[Record extracts Boundary: Start]

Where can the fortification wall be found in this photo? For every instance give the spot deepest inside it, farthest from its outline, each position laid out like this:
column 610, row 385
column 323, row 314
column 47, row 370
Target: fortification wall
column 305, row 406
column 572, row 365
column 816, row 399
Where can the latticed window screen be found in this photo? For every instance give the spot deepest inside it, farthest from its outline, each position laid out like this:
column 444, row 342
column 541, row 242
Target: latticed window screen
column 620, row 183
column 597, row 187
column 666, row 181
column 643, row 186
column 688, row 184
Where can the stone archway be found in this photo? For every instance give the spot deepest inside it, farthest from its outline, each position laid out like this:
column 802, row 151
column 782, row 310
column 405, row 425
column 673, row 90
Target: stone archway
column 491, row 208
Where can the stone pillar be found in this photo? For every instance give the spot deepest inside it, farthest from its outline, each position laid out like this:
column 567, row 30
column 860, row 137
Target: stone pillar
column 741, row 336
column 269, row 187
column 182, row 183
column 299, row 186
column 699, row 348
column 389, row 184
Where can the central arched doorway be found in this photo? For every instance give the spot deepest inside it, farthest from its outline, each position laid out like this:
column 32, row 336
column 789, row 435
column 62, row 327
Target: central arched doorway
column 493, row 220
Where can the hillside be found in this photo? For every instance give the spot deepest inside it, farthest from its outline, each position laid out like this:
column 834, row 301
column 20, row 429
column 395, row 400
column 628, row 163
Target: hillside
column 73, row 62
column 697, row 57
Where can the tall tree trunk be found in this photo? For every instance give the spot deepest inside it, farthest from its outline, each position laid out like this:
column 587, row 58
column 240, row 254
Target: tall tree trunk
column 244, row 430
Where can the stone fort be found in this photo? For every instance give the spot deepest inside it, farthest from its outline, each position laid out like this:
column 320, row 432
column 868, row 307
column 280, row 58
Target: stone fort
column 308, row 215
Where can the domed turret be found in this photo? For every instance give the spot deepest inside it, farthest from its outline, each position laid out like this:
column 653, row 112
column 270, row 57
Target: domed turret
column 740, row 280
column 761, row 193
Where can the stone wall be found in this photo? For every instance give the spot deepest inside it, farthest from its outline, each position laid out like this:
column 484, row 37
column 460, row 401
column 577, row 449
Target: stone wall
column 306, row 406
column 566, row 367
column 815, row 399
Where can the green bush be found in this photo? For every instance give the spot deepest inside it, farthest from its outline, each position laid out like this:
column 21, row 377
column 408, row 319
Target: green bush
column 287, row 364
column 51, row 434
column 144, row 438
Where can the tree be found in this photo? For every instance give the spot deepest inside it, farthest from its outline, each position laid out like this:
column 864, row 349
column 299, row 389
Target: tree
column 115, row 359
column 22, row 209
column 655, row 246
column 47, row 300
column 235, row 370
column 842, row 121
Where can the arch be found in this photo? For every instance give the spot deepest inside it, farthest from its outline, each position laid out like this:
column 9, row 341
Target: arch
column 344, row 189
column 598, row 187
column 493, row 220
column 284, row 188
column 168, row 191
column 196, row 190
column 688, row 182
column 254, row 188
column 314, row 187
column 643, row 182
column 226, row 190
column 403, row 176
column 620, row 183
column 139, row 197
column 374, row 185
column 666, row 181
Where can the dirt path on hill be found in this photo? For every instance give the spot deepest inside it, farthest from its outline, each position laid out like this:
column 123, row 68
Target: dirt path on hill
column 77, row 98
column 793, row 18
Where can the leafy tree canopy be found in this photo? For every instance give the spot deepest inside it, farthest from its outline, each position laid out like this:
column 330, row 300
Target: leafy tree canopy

[Record extracts Boundary: End]
[Record extracts Boundary: Start]

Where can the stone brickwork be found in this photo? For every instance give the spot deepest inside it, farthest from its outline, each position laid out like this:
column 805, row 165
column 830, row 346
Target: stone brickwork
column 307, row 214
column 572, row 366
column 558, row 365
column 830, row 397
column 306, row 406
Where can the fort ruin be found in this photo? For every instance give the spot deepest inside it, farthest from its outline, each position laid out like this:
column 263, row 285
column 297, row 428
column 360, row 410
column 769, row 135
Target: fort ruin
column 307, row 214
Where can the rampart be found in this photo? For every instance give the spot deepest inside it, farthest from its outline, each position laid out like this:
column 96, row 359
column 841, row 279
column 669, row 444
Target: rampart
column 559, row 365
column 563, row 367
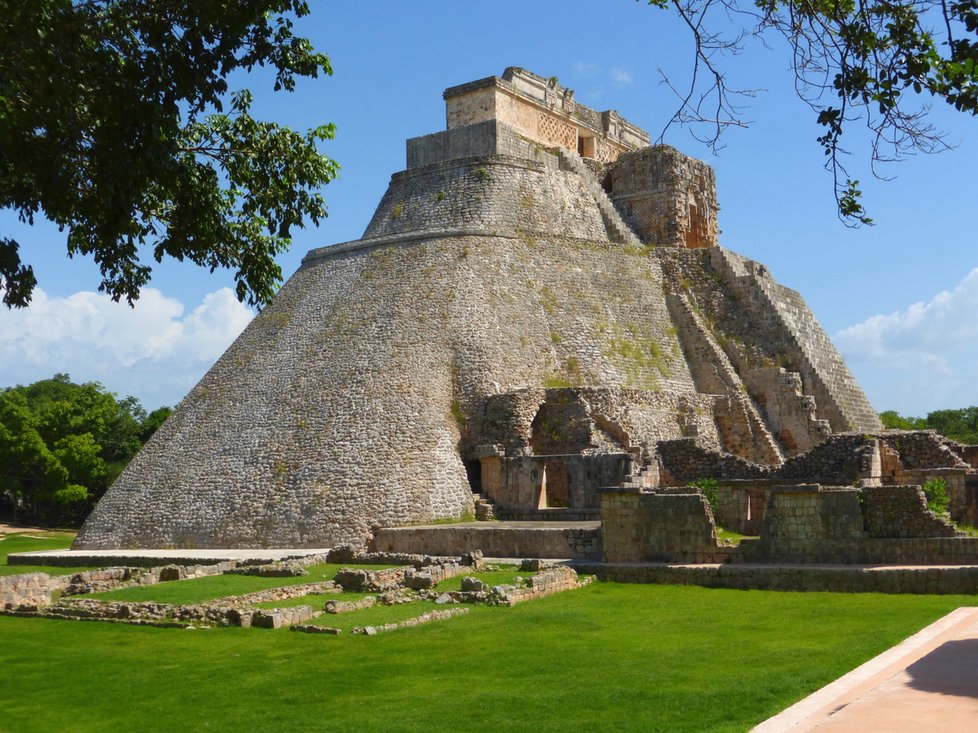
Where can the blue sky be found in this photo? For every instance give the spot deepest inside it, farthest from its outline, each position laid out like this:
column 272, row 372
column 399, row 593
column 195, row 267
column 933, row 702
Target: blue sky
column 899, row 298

[Record extracts Boundary: End]

■ **The task**: Read the entries above, then pull out the lines that include "canopy".

■ **Result for this task**:
Where can the leafy tree canopy be found in this photo? For every instance give the spot deepest inside it, farthest from its outline, each position laid out like this:
Target: leafy tree canopy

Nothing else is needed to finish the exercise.